[Work task]: Leaving out every picture, retype the lines below from the top through the one that contains "positive clicks: (82, 53)".

Saved entries:
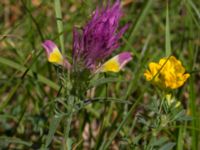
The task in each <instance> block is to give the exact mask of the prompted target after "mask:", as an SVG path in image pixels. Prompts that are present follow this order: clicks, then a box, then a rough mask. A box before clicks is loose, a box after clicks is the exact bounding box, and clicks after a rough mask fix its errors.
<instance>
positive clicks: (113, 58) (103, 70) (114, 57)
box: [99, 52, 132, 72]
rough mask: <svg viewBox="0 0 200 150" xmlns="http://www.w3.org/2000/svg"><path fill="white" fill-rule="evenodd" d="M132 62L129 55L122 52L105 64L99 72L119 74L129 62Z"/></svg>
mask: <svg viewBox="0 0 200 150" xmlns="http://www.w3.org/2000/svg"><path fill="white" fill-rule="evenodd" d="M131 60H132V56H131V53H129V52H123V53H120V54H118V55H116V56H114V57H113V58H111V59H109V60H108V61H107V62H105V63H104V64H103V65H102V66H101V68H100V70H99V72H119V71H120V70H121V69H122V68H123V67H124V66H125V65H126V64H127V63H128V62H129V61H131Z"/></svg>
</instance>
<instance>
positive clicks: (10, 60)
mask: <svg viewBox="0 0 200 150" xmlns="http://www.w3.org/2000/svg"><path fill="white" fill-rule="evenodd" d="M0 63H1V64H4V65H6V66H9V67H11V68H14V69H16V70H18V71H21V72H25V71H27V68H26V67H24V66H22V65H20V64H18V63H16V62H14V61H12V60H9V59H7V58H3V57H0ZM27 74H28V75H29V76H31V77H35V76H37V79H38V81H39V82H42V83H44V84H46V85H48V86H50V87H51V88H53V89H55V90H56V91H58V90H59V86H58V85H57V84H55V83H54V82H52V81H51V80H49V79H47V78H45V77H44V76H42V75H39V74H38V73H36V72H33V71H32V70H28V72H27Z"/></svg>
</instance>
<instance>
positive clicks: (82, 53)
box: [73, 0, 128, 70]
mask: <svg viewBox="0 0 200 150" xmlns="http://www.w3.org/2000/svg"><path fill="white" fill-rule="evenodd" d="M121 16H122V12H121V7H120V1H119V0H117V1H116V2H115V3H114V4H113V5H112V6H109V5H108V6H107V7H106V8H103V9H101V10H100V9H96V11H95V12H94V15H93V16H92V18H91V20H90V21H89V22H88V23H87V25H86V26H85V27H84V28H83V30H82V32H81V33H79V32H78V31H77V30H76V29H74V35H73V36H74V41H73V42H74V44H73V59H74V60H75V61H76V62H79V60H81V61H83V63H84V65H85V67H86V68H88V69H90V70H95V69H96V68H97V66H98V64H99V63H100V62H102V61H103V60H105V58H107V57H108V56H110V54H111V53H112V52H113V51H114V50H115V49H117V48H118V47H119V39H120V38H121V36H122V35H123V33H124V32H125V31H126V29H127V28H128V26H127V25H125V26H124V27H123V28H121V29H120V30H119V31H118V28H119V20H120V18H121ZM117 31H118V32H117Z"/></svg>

[Exercise result]:
The task in each <instance> block is to give the exact mask of the prompted target after "mask:", as an SVG path in image pixels. Prompts that are present follow this order: clicks, then a box, then a rough mask. A box before clicks is loose, a box after clicks is the exact bounding box, and clicks after a rough mask fix its errors.
<instance>
positive clicks: (113, 58) (103, 70) (114, 57)
box: [99, 52, 132, 72]
rough mask: <svg viewBox="0 0 200 150" xmlns="http://www.w3.org/2000/svg"><path fill="white" fill-rule="evenodd" d="M132 62L129 55L122 52L105 64L99 72L119 74L129 62Z"/></svg>
mask: <svg viewBox="0 0 200 150" xmlns="http://www.w3.org/2000/svg"><path fill="white" fill-rule="evenodd" d="M131 60H132V56H131V53H129V52H123V53H120V54H118V55H116V56H114V57H113V58H111V59H109V60H108V61H107V62H105V63H104V64H103V65H102V66H101V68H100V70H99V72H119V71H120V70H121V69H122V68H123V67H124V66H125V65H126V64H127V63H128V62H129V61H131Z"/></svg>
</instance>
<instance>
positive clicks: (10, 60)
mask: <svg viewBox="0 0 200 150" xmlns="http://www.w3.org/2000/svg"><path fill="white" fill-rule="evenodd" d="M0 63H1V64H4V65H6V66H9V67H11V68H14V69H16V70H18V71H21V72H25V71H27V68H26V67H24V66H22V65H20V64H18V63H16V62H14V61H12V60H9V59H7V58H3V57H0ZM27 74H28V75H29V76H31V77H35V76H37V79H38V81H39V82H42V83H44V84H46V85H48V86H50V87H51V88H53V89H55V90H56V91H58V90H59V86H58V85H57V84H55V83H54V82H52V81H51V80H49V79H47V78H45V77H44V76H42V75H39V74H38V73H36V72H33V71H32V70H28V72H27Z"/></svg>
</instance>
<instance>
positive clicks: (82, 53)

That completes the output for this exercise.